* Problem to work on: Copy out every entry below, switching "largest circle" to "biggest circle" wherever it occurs and leaving all else unchanged. Leave the pictures out.

____________

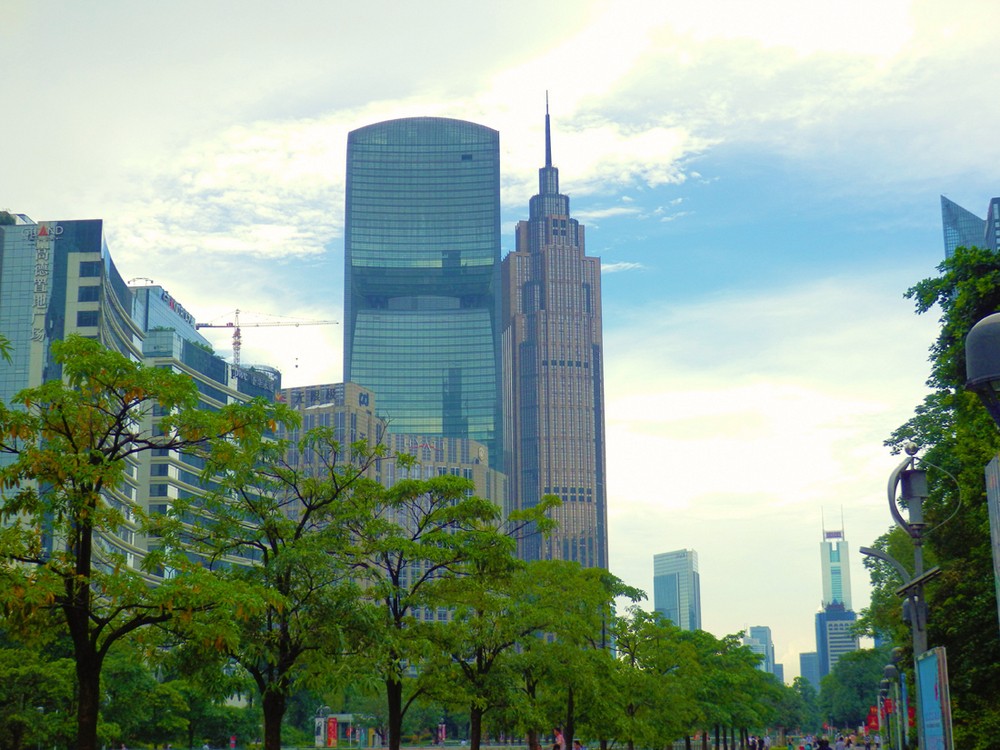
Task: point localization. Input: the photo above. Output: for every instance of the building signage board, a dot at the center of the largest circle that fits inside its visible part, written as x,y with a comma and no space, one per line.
935,700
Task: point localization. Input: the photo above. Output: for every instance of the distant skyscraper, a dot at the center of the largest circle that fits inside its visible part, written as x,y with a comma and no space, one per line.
962,228
834,636
836,566
422,252
835,622
677,588
758,639
554,376
809,668
992,232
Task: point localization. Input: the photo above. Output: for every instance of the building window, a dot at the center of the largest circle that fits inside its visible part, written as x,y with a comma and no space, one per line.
90,268
88,294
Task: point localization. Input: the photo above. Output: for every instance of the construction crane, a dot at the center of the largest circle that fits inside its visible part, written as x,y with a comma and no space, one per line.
237,336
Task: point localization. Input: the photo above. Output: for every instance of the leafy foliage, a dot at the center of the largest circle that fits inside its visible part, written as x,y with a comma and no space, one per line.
70,442
958,439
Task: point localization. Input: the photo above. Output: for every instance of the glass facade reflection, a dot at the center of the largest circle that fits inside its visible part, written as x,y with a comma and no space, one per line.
422,251
962,228
677,588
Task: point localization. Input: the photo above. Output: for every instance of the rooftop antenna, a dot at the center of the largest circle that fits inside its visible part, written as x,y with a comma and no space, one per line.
548,134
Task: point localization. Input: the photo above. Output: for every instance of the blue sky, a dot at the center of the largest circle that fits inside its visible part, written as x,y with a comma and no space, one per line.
761,181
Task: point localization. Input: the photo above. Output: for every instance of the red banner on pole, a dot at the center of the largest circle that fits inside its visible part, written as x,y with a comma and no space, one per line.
331,731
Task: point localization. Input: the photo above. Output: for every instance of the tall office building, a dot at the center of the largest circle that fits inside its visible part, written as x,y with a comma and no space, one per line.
809,668
57,278
758,639
677,588
836,566
554,376
835,622
422,253
834,636
962,228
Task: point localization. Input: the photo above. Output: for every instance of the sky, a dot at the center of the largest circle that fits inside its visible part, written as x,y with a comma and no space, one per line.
760,180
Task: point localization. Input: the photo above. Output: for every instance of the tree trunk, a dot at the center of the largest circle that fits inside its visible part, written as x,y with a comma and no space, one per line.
394,706
273,703
88,676
570,727
475,727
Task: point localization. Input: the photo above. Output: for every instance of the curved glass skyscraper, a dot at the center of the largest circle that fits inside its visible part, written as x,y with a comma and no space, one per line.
422,254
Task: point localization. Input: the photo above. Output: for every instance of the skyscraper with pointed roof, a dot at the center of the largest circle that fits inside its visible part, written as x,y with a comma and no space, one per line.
962,228
554,375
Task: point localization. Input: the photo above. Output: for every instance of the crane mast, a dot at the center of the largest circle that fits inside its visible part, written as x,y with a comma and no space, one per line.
238,335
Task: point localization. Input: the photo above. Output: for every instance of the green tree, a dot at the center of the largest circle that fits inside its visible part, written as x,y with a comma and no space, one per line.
68,442
504,606
809,716
958,439
36,699
410,539
655,668
852,686
286,527
141,708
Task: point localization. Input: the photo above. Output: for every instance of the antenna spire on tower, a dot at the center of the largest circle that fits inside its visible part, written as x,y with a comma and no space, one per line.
548,134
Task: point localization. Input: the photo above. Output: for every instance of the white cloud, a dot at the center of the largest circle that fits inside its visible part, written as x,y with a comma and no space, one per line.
622,266
737,424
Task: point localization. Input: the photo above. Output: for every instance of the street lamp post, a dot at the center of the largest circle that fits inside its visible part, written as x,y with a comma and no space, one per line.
911,484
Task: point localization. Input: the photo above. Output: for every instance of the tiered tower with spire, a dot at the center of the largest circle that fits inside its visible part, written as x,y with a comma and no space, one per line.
554,375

____________

* Correct answer:
Task: point localization. Input: the photo above. Output: for every instance of the building signage board, a dot at the center of the biggest circle that fits inside its visible part, written as x,y with a comma and no space, one per line.
935,700
Task: point localization. Input: the photo above. Output: for every instance of the distant skyscraper, a dot at the center of the biggest circle that fits inside its visible part, written as x,y with a comma and no space, one per line.
962,228
834,636
836,566
422,252
835,622
677,588
758,639
554,376
809,668
992,232
Task: point localization. Input: the photo above. Output: for every instance of the building window, a dot at the center of the biggest circle that fits inside its visible part, written as x,y with a comma and no space, one per line.
90,268
88,294
Task: point localization. Input: the photo above. Output: for every instance of the construction crane, a dot at the center of the biggest circle that fits inside its visible part, written as x,y with a comma and no space, one per line.
237,336
Task: point localization. Input: the photo above. Output: for every instance of the leafy foliage, a dot at the center of the biggest circle that fits inside its visible part, written as x,y with a comma and no space, one per line.
70,442
958,439
Task: point localization. Input: the photo above. Output: for every instance of the glass facade reflection, a dot at the center of the biggest circle that fits inside its visible part, written as x,y with a comma and no space, one per line.
422,251
962,228
677,588
Task: point localization. Input: the photo above. Output: for every instance of the rooftop antenna, a dot at the center of the biggest circle that fits inside its visible part, written as x,y with a comma and no space, one per line.
548,134
Task: point localization. Input: the photo above. Output: for every instance of the blue sky, a dot at the center of the biggest circle that fits inside its visible part, written as x,y with a comma and no space, one per line.
761,181
Task: point localization. Input: the photo above. Output: for every instance of the red banner on pole, a dot at the center of the biggest circle that fits inside its visible part, written as x,y with a comma and no space, one per line.
331,731
Task: point localization. Input: the photo above. Output: for every instance of the tall office building, a dot at the center of the biggest circle that fits inside its visible part, written as x,y with a comma and no space, one per line.
809,668
57,278
758,639
677,588
836,566
554,376
835,622
422,253
834,636
962,228
Task: point localization. Input: the photo above. Output: for every instance of the sky, a dot at the center of the biggest circle that fits inside its visible part, written as x,y with a comma and no space, one per line.
760,180
Task: point localization. Input: the photo above. Output: for every instance of the tree trunk, a dot at the center of the biggest circle that fits inside its visible part, written as x,y with a comma and no space, one per line.
394,706
273,703
88,676
570,727
475,727
Task: point localization. Input: the photo above. Output: for every instance of the curved glass skyscraper, a dot at the center of the biggest circle that fits inside its visible part, written as x,y with a comma and no space, one per line.
422,254
Task: point localization. Input: the photo above. Output: for every instance of the skyscraper with pointed roof, a dot at the center of the biggest circle that fits inside its visible part, written as x,y with a comma and no space, one per line.
962,228
554,375
Task: point localization. Input: the photo above. Output: for every instance of the crane mast, a dot at the center of the biggest circle that fits inside its visible part, written as x,y with a comma and no space, one per line.
238,335
Task: point localization. Input: the photo above. Output: for every instance of the green tree, a dot at the center of the biggest circle that fits inside its visible part, written as x,y with a comma and no space, one per line.
68,442
504,606
809,716
958,439
36,699
410,539
655,668
852,686
286,527
141,708
Task: point localization. Input: the photo above. Output: for every instance of the antenna spire on tower, a dot at the center of the biggest circle that fits inside its visible part, written as x,y with a comma and no space, one per line.
548,134
Task: point localization. Input: the photo above. Output: for every instance of the white cloud, a dot at the center of the biggest circle that fits inside its visible part, written as x,y with a comma and no space, one per line.
622,266
737,424
Task: point localization. Input: the photo above. Output: for every instance of the street lamp post, a dot at the center of the biggest circle that fits inside its visible part, written as x,y with a comma and no space, one per line.
911,484
Task: point localization. Input: the photo above. Output: for every instance of the tiered tower with spire, a dot at the center of the biggest circle that fits inside its visible part, written as x,y with a comma and no space, one per line.
554,375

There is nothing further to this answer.